--- Data for review ---

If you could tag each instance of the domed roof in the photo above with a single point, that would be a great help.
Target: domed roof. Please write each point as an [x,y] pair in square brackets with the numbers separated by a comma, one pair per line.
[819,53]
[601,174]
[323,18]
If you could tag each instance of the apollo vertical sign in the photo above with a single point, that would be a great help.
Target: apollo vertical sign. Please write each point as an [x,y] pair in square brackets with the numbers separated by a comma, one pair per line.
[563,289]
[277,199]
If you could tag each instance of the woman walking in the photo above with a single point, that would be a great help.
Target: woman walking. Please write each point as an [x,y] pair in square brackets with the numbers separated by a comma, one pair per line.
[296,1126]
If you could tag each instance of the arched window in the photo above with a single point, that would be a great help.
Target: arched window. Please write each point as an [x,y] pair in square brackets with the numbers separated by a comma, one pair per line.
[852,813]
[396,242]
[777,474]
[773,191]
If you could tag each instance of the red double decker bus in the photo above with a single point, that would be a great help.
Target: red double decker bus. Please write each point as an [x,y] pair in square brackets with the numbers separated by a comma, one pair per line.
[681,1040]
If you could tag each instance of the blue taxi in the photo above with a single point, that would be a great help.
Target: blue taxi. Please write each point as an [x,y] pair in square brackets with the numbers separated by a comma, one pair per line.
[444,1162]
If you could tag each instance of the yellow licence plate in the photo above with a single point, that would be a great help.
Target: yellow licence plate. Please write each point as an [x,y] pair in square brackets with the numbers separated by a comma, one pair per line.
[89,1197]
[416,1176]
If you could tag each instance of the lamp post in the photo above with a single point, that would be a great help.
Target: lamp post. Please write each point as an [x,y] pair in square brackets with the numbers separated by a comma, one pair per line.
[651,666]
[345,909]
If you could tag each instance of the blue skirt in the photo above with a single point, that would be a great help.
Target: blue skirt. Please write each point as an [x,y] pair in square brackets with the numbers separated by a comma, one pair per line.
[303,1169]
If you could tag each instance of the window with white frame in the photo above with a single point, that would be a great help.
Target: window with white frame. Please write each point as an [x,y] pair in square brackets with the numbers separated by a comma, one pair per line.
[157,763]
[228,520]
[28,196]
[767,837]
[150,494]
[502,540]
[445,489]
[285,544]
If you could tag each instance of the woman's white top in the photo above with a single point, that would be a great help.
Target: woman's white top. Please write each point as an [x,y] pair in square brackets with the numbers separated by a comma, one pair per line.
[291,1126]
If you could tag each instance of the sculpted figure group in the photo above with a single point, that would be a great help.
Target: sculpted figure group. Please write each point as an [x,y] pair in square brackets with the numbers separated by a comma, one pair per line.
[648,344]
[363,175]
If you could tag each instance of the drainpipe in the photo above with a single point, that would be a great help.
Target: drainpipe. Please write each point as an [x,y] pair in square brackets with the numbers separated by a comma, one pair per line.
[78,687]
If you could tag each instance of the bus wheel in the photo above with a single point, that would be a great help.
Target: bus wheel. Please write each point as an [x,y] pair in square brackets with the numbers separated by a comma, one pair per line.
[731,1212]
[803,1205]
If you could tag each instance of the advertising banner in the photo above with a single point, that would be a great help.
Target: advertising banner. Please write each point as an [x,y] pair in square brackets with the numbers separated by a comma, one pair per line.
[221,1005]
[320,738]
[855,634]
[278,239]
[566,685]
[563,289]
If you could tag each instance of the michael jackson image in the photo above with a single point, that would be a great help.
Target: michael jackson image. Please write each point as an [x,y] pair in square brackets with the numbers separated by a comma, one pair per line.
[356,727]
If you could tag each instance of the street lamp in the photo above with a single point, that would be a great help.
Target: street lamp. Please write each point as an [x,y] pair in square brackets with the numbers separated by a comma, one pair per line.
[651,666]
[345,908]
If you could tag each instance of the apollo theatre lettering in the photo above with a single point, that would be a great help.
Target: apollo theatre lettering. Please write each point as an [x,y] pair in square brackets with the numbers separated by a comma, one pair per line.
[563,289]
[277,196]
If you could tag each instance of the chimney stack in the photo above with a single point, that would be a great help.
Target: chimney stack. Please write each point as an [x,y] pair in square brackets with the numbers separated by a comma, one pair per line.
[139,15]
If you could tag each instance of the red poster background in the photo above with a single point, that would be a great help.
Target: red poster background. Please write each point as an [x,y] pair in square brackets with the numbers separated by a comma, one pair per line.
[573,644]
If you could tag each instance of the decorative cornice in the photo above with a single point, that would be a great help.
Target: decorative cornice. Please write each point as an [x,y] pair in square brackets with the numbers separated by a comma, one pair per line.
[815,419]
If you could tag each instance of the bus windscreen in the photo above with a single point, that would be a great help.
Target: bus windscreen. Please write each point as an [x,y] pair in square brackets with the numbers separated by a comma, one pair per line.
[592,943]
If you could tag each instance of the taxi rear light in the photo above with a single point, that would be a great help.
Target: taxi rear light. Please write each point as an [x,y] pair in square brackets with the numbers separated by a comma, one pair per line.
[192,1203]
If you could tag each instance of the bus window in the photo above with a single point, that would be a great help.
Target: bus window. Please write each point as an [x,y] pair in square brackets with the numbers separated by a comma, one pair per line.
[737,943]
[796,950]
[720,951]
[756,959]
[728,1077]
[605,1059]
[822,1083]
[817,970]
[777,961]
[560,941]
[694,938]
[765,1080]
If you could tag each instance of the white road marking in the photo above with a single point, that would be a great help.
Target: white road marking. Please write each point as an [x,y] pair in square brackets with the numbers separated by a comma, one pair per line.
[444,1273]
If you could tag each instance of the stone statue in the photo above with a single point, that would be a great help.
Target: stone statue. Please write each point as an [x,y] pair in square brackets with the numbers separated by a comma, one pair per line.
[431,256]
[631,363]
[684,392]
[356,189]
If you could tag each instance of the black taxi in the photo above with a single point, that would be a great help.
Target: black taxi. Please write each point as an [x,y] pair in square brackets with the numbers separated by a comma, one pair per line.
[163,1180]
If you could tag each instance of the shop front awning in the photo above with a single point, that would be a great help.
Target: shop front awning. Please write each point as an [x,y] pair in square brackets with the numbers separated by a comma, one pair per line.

---

*Work item*: Pick out every line above that contains the word "awning" and copy it.

*Written answer*:
If you could tag each instance of the shop front awning in the photo above with a single point, that would be a great help.
Target: shop front awning. Please write each point as an [x,y] pair in square brackets with the numbers separated by a comma, one pair per line.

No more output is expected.